Set exercise
Reproduce all records exactly.

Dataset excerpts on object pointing
begin

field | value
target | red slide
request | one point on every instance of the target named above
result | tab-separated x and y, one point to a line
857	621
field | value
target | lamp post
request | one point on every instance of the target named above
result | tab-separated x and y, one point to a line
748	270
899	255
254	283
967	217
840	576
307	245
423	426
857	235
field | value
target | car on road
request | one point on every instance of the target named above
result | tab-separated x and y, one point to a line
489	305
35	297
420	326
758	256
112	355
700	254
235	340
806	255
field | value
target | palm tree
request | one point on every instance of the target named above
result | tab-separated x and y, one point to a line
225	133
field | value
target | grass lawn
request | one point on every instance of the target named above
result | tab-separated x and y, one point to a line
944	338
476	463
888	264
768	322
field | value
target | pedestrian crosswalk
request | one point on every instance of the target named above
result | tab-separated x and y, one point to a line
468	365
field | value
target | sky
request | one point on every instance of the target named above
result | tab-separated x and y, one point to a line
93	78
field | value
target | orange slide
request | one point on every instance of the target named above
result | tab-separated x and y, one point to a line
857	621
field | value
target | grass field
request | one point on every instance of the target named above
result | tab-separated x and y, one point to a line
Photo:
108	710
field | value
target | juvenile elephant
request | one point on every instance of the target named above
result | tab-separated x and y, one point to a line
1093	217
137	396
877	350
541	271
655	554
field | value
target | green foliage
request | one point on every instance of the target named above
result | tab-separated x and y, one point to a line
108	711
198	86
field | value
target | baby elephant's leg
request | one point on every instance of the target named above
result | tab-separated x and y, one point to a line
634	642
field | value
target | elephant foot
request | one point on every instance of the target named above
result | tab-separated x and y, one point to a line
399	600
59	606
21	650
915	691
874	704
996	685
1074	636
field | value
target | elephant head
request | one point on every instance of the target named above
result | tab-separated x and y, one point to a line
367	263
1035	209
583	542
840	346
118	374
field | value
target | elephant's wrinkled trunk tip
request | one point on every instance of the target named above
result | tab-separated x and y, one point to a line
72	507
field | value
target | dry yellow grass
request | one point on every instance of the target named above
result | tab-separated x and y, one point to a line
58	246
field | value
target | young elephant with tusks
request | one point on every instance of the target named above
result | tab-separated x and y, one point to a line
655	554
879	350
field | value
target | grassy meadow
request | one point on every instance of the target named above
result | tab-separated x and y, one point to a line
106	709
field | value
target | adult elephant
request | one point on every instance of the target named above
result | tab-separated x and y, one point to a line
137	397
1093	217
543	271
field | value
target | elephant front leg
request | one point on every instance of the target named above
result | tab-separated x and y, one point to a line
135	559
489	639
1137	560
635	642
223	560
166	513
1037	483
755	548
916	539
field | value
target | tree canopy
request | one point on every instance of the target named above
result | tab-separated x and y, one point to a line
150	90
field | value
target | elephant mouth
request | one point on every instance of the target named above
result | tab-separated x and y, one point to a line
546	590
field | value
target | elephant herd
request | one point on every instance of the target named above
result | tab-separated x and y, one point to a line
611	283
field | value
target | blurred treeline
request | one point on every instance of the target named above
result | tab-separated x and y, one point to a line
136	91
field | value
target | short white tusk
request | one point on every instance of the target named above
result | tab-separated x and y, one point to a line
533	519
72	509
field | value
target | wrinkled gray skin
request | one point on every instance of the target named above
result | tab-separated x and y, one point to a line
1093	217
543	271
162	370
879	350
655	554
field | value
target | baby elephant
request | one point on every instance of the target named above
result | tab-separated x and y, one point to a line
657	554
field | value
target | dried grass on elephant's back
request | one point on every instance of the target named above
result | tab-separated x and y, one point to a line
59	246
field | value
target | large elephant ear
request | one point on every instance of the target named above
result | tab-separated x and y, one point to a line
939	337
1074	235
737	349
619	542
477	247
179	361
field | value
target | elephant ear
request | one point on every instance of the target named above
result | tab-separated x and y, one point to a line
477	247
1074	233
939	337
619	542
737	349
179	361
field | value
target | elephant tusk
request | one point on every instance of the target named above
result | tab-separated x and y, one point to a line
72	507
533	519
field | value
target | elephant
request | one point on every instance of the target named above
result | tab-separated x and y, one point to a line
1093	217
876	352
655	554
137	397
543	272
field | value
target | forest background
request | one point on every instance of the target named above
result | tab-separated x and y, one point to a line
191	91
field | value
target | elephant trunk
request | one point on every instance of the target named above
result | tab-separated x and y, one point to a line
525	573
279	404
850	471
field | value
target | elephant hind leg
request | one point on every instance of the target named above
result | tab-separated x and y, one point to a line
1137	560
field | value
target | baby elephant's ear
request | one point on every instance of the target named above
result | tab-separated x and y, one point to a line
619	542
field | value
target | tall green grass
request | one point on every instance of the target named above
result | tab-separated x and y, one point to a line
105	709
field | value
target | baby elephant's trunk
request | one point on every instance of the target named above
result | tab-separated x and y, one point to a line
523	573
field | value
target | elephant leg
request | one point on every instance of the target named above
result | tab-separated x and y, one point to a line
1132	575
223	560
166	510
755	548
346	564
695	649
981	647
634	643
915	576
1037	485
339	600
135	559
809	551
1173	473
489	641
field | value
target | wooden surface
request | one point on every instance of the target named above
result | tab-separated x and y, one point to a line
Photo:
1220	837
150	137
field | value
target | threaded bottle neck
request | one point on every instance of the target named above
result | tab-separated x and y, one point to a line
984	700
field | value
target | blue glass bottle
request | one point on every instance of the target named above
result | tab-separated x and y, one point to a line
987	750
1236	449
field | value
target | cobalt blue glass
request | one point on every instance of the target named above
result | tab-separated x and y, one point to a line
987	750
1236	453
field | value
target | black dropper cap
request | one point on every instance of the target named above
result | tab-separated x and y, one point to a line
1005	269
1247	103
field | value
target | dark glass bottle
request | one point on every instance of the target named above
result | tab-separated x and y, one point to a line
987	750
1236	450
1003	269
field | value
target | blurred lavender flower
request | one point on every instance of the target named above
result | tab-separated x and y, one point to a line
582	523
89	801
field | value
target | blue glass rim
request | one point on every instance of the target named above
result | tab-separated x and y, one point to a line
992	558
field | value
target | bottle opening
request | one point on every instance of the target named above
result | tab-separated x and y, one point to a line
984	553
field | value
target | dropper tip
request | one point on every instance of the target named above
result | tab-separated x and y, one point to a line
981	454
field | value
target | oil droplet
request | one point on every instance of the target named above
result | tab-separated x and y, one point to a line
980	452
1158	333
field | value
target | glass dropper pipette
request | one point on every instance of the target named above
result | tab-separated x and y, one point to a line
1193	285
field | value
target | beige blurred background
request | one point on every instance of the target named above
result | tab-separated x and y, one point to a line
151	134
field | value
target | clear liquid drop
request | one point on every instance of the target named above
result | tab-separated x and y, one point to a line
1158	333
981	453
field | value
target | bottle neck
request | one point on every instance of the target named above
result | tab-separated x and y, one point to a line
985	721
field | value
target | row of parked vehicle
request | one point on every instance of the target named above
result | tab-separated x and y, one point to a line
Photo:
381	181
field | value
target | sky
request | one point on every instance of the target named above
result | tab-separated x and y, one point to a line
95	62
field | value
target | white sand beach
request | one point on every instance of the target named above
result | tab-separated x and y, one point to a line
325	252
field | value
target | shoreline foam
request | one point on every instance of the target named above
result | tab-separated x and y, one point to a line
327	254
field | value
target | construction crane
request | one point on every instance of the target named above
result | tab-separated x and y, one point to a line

end

Written answer
field | value
target | red slide
request | one point on every instance of the target named above
result | tab-separated x and y, one point to a line
857	621
field | value
target | lamp post
request | one point on every instance of the target named above
result | tab-separated x and y, one point to a line
748	270
899	255
254	283
967	217
840	576
307	245
423	426
857	235
field | value
target | car on road
request | one point on every instance of the target named above
result | tab-separated x and y, one point to a line
489	305
35	297
420	326
758	256
112	355
700	254
235	340
806	255
field | value
target | palm tree
request | one point on every instance of the target named above
result | tab-separated x and y, one point to a line
225	133
field | value
target | grass lawn
request | one point on every instance of the target named above
result | tab-separated x and y, one point to a line
944	338
476	463
888	264
768	322
field | value
target | pedestrian crosswalk
request | one point on every instance of the target named above
result | tab-separated x and y, one point to a line
468	365
field | value
target | sky
request | one point on every instance of the target named above
result | tab-separated x and y, one point to a line
93	78
field | value
target | orange slide
request | one point on every instance of the target named above
result | tab-separated x and y, one point to a line
857	621
field | value
target | grass field
request | one point on every instance of the target named above
result | tab-separated x and y, one point to a line
Photo:
108	710
field | value
target | juvenile elephant
request | one point on every instance of the target named above
result | tab-separated x and y, one point to a line
1093	217
137	396
877	350
541	271
655	554
field | value
target | green foliage
request | one point on every instance of the target named above
result | tab-separated x and y, one point to a line
108	711
198	86
field | value
target | baby elephant's leg
request | one point on every instance of the target named above
result | tab-separated x and y, one point to a line
634	642
field | value
target | elephant foot
request | one point on every instance of the target named above
result | tab-separated x and y, one point to a line
399	600
59	606
21	650
915	691
874	704
996	685
1074	636
field | value
target | elephant head
request | one point on every instance of the target named above
result | tab-separated x and y, one point to a line
367	263
1035	209
583	542
840	346
118	374
field | value
target | elephant's wrinkled trunk tip
request | one point on every instance of the target named above
result | tab-separated x and y, one point to a line
72	507
field | value
target | dry yellow grass
request | one point on every instance of the target named above
result | tab-separated x and y, one point to a line
58	246
field | value
target | young elephant with tusks
request | one point on every instance of the target named above
result | tab-separated x and y, one point to a line
655	554
879	350
field | value
target | grassy meadow
request | one point on every instance of the target named above
result | tab-separated x and y, one point to a line
106	709
field | value
target | adult elephant
request | one point on every instance of the target named above
result | tab-separated x and y, one point to a line
137	397
1093	217
543	271
field | value
target | elephant front leg
request | one point on every instance of the target named above
result | tab-separated x and y, one point to a line
135	559
489	639
1137	560
635	642
223	560
166	513
1037	483
755	548
916	539
field | value
target | tree canopy
request | one point on every instance of the target named above
result | tab-separated x and y, one point to a line
150	90
field | value
target | elephant mouth
request | one point on every instance of the target named above
result | tab-separated x and y, one point to a line
546	590
field | value
target | elephant herd
request | one point on every instance of the target named above
result | tab-separated x and y, one point to a line
611	283
field | value
target | blurred treeline
request | one point on every instance of the target named above
result | tab-separated x and y, one point to a line
136	91
field | value
target | short white tusk
request | one point on every instance of the target named above
result | tab-separated x and y, one point to a line
533	519
72	509
field | value
target | wrinkled gray skin
request | one point on every instance of the target named above
result | tab-separated x and y, one point to a line
1093	217
543	271
162	370
879	350
655	554
field | value
target | baby elephant
request | one point on every instance of the target named above
result | tab-separated x and y, one point to a line
657	554
field | value
target | dried grass on elephant's back
request | one point on every instance of the target named above
result | tab-separated x and y, one point to a line
59	246
field | value
target | large elephant ear
request | one point on every instance of the target named above
result | tab-separated x and y, one point to a line
939	337
1074	235
737	349
619	542
477	247
179	361
field | value
target | elephant ear
request | one point on every instance of the target named above
result | tab-separated x and y, one point to a line
477	247
1074	233
939	337
619	542
737	349
179	361
field | value
target | elephant tusk
request | one point on every instance of the target named above
result | tab-separated x and y, one point to a line
72	507
533	519
field | value
target | elephant
request | one point on every instance of the target named above
result | tab-separated x and y, one point to a line
1093	217
876	352
655	554
137	397
543	272
field | value
target | forest background
request | one point on every instance of the target named above
result | tab-separated x and y, one point to a line
191	91
field | value
target | elephant trunk
request | one point on every instance of the target named above
result | tab-separated x and y, one point to a line
525	573
279	404
850	471
field | value
target | elephant hind leg
request | one point on every instance of the target named above
result | tab-separated x and y, one point to a line
1137	560
field | value
target | baby elephant's ear
request | one point on every instance of the target named above
result | tab-separated x and y, one point to a line
619	542
field | value
target | tall green grass
request | one point on every instance of the target named above
result | tab-separated x and y, one point to a line
105	709
field | value
target | baby elephant's trunk
request | one point on every instance of the target named above
result | tab-separated x and y, one point to a line
523	573
field | value
target | elephant leg
request | one point on every instance of the target named above
result | tab-separated x and y, one point to a line
1132	575
223	560
166	510
755	548
346	564
695	649
981	647
634	643
915	576
1037	485
339	600
135	559
809	551
1173	473
489	641
field | value
target | wooden surface
request | one point on every instance of the target named above
result | tab-separated x and y, one point to a line
Photo:
1220	837
150	137
field | value
target | threaded bottle neck
request | one point on every instance of the target named above
result | tab-separated x and y, one point to a line
984	700
field | value
target | blue glass bottle
request | one point on every instance of the target named above
result | tab-separated x and y, one point to a line
987	750
1236	449
field | value
target | cobalt blue glass
request | one point on every instance of the target named above
result | tab-separated x and y, one point to a line
987	750
1236	453
field | value
target | black dropper cap
request | one point on every instance of the target named above
result | tab-separated x and y, one point to a line
1005	269
1247	103
field | value
target | dark glass bottle
request | one point on every instance of the target named above
result | tab-separated x and y, one point to a line
987	750
1236	450
1003	269
field | value
target | blurred lavender flower
request | one point on every instance of the target named above
result | tab-separated x and y, one point to a line
582	523
89	801
field | value
target | blue glass rim
request | one point on every instance of the target named above
result | tab-separated x and y, one point to a line
992	558
field | value
target | bottle opening
request | one point on every instance of the target named above
result | tab-separated x and y, one point to a line
984	553
field | value
target | dropper tip
request | one point on every instance of the target named above
result | tab-separated x and y, one point to a line
981	454
field | value
target | oil droplet
request | one point on every instance of the target named above
result | tab-separated x and y, one point to a line
980	452
1158	333
field | value
target | glass dropper pipette
request | one point on every instance of the target named above
result | tab-separated x and y, one point to a line
1193	285
field | value
target | beige blurred background
request | one point on every instance of the target named above
result | tab-separated x and y, one point to a line
151	134
field | value
target | clear liquid drop
request | one point on every instance of the target named above
result | tab-separated x and y, one point to a line
1158	333
981	453
field | value
target | bottle neck
request | one point on every instance of the target named above
result | tab-separated x and y, one point to a line
985	721
field | value
target | row of parked vehicle
request | one point on every instance of the target named above
result | tab-separated x and y, one point to a line
Photo:
381	181
field | value
target | sky
request | one point on every instance of the target named above
result | tab-separated x and y, one point to a line
95	62
field | value
target | white sand beach
request | one point on every instance of the target named above
result | tab-separated x and y, one point to a line
325	252
field | value
target | shoreline foam
request | one point on every instance of the target named above
result | tab-separated x and y, one point to a line
327	254
field | value
target | construction crane
request | one point on every instance of the target named above
result | tab-separated x and y, one point to a line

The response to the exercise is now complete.